┌─ Working data

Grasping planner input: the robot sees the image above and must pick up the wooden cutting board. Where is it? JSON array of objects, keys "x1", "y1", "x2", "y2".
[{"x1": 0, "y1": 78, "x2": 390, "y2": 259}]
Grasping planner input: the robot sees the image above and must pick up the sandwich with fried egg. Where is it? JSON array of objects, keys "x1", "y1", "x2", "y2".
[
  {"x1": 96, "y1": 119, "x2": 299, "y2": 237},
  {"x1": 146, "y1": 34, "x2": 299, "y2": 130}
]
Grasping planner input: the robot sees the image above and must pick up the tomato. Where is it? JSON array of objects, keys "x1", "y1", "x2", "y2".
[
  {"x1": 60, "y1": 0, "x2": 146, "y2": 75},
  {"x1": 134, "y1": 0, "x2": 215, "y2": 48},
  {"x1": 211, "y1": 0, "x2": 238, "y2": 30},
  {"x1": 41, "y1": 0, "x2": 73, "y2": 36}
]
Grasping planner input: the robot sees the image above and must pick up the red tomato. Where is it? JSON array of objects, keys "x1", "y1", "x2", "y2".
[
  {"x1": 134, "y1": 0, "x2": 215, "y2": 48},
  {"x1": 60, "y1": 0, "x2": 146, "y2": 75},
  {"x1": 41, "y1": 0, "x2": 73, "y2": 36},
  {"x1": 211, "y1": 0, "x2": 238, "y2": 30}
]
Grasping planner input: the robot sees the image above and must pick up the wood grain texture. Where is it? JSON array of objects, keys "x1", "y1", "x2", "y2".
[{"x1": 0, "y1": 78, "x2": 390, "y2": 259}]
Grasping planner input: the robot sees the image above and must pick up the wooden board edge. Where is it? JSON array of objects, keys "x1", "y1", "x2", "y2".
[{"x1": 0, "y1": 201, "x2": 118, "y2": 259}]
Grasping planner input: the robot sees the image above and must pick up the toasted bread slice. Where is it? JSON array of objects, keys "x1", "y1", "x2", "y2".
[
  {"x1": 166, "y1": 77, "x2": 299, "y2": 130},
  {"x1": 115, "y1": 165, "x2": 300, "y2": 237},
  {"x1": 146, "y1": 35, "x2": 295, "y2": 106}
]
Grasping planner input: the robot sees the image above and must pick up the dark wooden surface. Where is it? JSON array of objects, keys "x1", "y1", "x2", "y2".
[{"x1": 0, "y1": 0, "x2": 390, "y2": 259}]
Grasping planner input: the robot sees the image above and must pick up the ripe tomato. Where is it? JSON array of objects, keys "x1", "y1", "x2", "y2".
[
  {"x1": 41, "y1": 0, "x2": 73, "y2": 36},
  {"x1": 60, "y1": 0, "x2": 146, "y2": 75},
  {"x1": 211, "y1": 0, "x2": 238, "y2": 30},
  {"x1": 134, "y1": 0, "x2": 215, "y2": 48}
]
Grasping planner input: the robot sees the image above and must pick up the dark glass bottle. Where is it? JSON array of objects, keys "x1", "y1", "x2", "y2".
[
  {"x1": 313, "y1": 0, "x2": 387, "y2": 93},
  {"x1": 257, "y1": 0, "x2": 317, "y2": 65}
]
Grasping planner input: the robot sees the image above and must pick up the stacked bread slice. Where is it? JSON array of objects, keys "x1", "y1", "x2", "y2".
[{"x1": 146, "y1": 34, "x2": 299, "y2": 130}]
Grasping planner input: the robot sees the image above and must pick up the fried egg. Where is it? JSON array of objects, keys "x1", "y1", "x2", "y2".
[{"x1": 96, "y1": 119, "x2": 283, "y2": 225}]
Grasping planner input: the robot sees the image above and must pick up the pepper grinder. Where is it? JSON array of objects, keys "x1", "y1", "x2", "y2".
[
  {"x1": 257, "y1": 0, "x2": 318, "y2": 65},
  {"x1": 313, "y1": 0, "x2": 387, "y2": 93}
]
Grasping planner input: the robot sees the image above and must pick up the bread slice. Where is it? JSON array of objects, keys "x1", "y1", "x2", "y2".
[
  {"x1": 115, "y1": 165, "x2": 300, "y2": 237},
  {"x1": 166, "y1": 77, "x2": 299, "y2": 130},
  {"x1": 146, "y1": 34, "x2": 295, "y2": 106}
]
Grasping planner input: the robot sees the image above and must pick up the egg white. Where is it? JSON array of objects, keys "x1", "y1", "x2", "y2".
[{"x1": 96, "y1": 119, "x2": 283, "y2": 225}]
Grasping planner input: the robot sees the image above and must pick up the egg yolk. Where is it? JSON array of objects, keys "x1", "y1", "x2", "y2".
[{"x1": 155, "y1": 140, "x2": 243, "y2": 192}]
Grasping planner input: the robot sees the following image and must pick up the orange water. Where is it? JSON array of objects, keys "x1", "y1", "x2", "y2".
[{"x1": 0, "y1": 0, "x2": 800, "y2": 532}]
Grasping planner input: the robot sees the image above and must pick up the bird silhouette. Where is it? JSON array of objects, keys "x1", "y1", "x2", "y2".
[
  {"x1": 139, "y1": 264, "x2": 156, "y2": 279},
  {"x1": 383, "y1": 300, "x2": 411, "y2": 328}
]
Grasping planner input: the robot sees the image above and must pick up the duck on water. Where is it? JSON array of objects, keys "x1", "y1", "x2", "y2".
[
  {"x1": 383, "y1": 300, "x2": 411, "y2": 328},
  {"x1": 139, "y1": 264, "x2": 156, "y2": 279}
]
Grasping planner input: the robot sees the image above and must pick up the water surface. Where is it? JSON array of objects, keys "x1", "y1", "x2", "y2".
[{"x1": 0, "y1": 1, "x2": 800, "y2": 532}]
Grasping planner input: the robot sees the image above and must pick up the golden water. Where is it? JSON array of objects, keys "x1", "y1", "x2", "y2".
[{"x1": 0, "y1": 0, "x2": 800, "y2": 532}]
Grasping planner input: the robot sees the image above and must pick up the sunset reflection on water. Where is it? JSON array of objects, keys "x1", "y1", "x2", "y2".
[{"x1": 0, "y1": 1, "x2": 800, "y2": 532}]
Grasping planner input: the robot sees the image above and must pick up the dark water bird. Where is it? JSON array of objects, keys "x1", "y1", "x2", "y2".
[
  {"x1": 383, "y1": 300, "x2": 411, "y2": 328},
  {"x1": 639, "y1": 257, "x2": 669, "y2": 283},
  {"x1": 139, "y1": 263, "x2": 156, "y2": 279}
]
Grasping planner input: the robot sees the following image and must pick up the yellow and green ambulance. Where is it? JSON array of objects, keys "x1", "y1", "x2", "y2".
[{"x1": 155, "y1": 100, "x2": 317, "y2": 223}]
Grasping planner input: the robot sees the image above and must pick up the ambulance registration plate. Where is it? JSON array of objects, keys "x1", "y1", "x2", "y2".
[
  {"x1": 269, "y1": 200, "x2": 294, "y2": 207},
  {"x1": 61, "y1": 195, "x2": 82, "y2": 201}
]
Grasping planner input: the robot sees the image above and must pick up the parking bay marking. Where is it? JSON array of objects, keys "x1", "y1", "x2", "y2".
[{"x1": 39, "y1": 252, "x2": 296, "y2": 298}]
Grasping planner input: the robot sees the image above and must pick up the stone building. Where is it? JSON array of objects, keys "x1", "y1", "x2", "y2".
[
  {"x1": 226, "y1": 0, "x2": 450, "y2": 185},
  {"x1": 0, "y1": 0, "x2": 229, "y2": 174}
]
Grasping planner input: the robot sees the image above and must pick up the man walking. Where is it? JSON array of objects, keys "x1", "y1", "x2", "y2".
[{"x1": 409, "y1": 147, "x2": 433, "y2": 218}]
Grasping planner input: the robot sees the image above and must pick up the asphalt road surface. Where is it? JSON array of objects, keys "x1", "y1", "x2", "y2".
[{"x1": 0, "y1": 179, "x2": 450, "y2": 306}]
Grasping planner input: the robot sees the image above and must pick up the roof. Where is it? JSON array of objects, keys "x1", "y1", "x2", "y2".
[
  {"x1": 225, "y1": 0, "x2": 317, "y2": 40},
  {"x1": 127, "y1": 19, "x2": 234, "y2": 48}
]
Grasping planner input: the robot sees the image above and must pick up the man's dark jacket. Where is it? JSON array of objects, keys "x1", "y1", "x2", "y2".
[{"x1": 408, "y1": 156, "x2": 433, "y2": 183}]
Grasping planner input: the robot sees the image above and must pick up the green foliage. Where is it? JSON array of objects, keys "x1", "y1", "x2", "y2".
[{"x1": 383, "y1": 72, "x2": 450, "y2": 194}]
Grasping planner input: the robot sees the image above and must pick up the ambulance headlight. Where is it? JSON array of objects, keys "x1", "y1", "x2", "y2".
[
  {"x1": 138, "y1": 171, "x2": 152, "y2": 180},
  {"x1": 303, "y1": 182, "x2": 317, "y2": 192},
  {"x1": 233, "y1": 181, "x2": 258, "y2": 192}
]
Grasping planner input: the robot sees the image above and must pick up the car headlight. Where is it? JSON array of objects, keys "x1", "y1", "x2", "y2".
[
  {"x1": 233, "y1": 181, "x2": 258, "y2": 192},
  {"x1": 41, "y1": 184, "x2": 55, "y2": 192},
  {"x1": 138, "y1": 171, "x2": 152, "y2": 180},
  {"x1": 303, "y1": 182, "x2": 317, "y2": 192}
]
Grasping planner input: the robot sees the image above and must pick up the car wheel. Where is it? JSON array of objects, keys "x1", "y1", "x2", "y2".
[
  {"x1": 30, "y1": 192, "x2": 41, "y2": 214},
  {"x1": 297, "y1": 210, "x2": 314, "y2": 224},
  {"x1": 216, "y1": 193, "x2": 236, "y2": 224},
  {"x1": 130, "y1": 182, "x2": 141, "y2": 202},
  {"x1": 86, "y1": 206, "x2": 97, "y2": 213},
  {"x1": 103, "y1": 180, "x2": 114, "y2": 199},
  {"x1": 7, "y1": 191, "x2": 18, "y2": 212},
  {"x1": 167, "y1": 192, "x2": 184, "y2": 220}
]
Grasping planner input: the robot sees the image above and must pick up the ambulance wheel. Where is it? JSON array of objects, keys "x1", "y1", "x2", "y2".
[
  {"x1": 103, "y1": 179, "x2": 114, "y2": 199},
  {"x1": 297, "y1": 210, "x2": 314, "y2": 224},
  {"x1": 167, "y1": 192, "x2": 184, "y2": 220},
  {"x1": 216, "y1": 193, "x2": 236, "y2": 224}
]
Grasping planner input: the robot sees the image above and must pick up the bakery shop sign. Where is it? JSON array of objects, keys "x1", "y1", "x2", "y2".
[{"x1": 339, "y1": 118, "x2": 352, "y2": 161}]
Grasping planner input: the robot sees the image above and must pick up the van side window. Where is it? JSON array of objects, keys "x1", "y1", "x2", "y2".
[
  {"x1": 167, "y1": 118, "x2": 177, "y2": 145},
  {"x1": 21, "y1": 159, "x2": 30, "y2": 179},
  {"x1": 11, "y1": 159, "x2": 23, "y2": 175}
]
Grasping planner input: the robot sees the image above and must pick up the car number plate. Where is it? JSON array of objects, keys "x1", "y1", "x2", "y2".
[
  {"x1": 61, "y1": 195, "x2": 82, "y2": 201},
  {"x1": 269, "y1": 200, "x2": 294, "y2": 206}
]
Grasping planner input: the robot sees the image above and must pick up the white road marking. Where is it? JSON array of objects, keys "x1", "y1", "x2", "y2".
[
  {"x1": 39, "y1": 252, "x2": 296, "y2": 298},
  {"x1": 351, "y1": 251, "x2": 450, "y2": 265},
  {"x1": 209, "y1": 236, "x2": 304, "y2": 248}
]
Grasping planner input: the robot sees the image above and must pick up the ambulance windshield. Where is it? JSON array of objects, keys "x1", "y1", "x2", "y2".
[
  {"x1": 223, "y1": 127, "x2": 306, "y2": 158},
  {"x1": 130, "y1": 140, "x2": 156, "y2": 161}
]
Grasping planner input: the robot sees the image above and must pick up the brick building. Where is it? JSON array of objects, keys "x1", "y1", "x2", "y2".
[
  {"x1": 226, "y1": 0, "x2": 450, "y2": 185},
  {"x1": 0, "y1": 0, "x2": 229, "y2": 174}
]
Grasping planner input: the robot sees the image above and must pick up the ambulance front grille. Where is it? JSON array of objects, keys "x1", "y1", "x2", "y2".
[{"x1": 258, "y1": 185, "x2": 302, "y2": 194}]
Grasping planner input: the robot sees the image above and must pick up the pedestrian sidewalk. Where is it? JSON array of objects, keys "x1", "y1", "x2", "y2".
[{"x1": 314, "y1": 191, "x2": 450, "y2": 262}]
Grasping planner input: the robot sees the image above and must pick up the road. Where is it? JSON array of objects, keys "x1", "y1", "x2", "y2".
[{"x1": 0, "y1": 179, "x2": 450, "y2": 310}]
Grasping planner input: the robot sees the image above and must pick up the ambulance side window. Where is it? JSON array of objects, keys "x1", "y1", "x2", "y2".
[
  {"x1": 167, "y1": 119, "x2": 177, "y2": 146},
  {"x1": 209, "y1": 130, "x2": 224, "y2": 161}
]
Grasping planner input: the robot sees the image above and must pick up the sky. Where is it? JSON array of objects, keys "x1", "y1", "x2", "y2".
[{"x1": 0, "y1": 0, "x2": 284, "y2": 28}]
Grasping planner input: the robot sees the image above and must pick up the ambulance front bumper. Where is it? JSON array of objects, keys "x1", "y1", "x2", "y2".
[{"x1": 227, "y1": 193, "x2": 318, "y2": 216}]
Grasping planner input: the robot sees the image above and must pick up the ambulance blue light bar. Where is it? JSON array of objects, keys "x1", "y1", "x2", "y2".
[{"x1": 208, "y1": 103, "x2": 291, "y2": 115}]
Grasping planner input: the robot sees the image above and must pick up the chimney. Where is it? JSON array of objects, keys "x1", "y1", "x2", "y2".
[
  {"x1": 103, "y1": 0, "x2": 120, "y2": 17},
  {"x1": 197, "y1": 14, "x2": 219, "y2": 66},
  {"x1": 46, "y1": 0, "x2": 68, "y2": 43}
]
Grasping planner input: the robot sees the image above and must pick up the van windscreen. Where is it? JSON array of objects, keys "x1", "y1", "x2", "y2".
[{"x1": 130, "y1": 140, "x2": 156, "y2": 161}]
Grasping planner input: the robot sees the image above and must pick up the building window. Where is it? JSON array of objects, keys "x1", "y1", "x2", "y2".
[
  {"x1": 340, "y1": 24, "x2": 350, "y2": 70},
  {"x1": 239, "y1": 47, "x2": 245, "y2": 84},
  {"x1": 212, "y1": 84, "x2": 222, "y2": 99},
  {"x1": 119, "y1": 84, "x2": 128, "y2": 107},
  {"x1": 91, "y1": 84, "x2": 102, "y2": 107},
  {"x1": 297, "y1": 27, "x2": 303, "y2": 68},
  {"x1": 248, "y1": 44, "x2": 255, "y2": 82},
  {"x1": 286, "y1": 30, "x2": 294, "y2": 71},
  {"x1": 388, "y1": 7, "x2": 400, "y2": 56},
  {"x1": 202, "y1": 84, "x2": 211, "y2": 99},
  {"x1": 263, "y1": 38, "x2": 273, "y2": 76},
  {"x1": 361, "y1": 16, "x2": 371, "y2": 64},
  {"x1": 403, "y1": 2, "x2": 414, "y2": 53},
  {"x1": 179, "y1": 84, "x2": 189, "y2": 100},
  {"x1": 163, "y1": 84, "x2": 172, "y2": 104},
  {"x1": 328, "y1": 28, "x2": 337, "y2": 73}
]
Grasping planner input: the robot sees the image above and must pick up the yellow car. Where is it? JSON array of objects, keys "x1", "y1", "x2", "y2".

└─

Written request
Show each line of the items above that contains the word "white".

Result of this task
Grasping planner input: the robot sees the image above and must pick up the egg white. Where is it? JSON array of objects, keys "x1", "y1", "x2", "y2".
Grasping planner input: the robot sees the image above and must pick up the white road marking. Where is it? JSON array of objects, keys "x1", "y1", "x2", "y2".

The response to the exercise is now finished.